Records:
---*---

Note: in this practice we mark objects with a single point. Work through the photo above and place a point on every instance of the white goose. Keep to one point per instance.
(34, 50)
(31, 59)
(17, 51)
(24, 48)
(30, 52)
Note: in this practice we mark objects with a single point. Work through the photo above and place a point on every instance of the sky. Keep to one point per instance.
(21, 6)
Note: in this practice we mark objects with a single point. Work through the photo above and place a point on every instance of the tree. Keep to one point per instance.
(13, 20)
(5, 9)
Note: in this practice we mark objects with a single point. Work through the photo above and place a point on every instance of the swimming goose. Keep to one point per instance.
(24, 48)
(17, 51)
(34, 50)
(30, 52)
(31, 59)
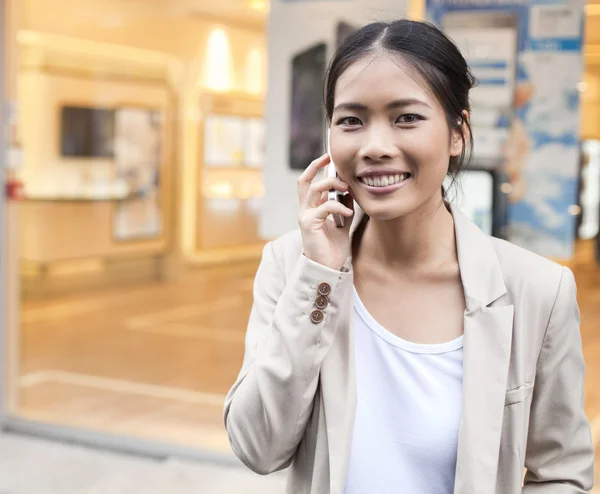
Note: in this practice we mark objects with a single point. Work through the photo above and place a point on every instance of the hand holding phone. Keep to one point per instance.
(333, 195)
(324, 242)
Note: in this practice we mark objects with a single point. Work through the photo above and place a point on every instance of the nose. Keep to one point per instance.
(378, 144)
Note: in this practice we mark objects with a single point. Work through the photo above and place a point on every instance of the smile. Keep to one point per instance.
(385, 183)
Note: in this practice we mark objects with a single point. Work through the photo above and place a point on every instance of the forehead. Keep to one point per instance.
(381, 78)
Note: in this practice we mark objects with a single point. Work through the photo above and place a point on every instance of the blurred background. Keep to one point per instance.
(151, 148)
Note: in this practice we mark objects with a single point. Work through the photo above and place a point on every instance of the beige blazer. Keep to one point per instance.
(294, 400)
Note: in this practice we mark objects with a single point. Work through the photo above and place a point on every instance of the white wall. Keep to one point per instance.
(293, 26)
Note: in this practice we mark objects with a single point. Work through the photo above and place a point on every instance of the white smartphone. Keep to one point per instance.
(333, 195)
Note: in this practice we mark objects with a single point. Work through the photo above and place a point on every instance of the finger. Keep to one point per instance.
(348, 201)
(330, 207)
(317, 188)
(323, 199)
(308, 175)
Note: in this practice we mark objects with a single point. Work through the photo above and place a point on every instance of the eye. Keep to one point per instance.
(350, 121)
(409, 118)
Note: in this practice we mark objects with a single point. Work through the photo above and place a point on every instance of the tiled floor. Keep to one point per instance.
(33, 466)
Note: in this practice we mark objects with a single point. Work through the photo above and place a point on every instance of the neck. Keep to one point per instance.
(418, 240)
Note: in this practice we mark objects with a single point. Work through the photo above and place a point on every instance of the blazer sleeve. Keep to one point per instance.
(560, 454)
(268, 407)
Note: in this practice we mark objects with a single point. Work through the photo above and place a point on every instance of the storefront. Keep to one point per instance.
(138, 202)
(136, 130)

---*---

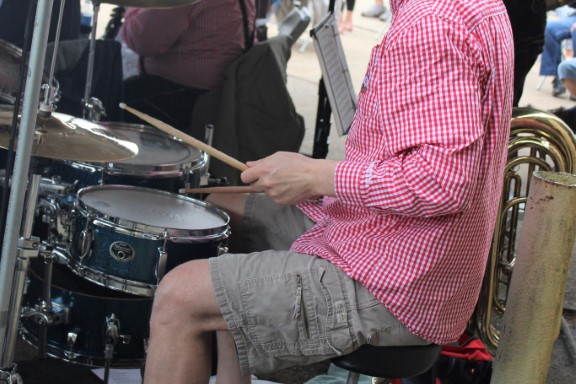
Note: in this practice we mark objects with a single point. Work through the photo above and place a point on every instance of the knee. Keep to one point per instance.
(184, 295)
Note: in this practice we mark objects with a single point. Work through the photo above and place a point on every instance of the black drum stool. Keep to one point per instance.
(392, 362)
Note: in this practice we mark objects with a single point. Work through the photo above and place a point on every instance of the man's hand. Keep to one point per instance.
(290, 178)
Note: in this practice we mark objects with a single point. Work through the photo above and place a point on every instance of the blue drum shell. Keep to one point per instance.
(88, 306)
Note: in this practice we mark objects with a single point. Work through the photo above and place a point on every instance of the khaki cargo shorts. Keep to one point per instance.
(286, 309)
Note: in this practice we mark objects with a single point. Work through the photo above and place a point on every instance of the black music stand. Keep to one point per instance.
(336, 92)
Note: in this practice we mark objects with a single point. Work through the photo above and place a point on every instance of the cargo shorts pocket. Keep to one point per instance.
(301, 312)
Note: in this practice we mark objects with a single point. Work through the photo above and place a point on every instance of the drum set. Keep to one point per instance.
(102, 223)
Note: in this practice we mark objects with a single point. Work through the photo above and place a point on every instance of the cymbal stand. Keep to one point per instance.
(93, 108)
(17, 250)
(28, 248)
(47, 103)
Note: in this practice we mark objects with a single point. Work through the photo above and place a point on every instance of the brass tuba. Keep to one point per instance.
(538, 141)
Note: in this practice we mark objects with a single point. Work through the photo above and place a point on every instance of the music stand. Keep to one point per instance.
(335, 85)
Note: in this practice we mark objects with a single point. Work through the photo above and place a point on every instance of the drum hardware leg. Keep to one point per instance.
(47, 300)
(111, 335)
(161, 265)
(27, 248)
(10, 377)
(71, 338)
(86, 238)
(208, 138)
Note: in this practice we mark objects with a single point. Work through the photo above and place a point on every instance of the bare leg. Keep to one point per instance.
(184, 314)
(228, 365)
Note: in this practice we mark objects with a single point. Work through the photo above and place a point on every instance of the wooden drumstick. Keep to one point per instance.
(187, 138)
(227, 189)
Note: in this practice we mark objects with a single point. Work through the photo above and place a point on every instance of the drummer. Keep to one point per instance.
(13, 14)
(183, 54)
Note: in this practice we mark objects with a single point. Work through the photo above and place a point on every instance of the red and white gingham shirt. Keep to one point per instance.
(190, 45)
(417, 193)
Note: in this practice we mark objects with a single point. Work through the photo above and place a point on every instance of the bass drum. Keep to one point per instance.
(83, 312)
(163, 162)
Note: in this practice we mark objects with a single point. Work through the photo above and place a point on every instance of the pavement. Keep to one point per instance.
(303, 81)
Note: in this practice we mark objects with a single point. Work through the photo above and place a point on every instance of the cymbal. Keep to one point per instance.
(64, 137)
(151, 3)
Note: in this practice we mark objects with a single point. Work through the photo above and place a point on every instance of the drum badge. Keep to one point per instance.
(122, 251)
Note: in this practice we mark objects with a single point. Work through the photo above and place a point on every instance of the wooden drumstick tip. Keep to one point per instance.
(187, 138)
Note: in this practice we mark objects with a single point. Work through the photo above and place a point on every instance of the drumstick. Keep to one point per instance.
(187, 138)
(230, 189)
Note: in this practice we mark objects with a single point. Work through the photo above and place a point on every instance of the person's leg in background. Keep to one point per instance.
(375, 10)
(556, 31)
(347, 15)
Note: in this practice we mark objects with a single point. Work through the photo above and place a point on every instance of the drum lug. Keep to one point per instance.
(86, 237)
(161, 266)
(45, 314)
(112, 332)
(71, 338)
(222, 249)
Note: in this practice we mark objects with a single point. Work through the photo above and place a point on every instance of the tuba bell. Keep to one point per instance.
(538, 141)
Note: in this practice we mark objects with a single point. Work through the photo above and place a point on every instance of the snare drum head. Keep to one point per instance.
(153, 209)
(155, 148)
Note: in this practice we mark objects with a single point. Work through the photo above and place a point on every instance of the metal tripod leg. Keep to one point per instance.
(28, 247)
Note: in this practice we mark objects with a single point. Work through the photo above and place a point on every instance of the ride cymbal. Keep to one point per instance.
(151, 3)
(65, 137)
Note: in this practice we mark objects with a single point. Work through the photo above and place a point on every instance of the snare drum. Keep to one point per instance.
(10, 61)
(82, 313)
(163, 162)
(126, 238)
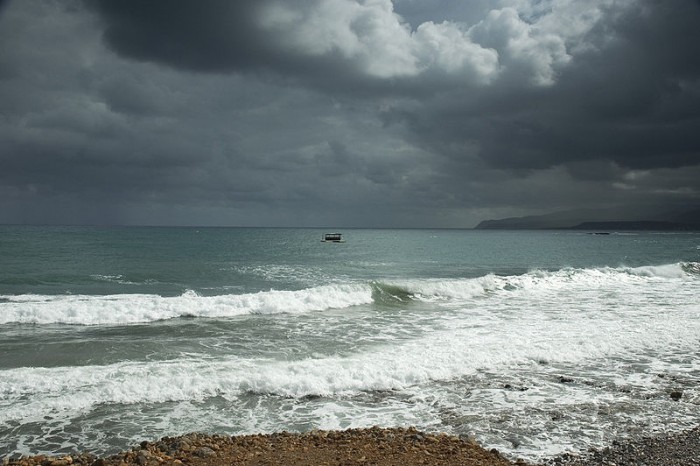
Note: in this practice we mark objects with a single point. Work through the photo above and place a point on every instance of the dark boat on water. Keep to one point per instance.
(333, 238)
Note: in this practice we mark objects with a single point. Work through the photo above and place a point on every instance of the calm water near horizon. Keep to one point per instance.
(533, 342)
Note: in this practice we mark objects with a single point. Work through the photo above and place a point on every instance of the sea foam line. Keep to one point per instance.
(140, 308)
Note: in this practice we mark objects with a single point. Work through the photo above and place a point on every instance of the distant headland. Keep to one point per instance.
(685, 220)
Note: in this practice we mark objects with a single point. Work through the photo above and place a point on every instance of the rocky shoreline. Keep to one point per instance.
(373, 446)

---*---

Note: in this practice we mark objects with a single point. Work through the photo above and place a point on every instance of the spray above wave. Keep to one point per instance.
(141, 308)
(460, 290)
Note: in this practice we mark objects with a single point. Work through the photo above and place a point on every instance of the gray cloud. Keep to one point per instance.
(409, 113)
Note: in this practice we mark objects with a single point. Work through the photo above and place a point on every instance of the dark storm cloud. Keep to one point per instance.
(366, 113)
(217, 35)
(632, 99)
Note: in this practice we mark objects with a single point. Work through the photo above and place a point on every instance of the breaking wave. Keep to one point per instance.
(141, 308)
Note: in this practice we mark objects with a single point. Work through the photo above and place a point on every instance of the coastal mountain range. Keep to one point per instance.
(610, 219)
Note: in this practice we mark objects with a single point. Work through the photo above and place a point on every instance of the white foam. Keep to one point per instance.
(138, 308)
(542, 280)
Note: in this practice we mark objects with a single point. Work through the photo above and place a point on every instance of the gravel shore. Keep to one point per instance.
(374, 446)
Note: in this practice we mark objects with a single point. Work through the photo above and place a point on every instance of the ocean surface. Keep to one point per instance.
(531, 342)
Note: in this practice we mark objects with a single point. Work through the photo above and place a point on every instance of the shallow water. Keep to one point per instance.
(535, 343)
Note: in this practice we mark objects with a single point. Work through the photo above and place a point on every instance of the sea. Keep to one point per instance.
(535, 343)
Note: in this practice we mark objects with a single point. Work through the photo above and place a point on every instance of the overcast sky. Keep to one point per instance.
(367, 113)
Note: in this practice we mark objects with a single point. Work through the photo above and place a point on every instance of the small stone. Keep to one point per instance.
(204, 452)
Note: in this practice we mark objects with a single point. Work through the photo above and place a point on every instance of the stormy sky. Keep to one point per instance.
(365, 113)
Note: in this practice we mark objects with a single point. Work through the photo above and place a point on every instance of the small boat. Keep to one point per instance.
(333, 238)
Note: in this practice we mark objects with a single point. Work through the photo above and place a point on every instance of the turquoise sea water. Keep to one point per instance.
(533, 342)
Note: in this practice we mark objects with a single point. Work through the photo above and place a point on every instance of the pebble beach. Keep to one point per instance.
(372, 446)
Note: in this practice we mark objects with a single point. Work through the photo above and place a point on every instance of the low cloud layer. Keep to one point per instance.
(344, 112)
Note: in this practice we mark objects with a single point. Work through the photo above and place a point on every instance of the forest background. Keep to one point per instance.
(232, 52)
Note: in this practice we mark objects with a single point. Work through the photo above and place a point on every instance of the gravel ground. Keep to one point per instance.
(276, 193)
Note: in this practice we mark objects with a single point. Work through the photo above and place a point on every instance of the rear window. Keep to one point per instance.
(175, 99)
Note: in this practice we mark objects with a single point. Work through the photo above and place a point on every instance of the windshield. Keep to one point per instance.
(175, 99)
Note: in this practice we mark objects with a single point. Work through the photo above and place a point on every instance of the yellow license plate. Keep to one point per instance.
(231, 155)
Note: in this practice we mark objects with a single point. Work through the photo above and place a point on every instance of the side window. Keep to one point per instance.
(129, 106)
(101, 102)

---*---

Return every line of the entries that contains the word "wooden", treating uppercase and lowercase letters as distinct.

● **COMPLETE ANSWER**:
Note: in this practice we mark objects with a single point. Work through the photo above and place a point on every instance of the wooden drumstick. Keep to one point per instance.
Note: in this practice we mark objects with a single point. Work through the photo above and place a point on every instance of the wooden drumstick tip. Keep to one point per instance.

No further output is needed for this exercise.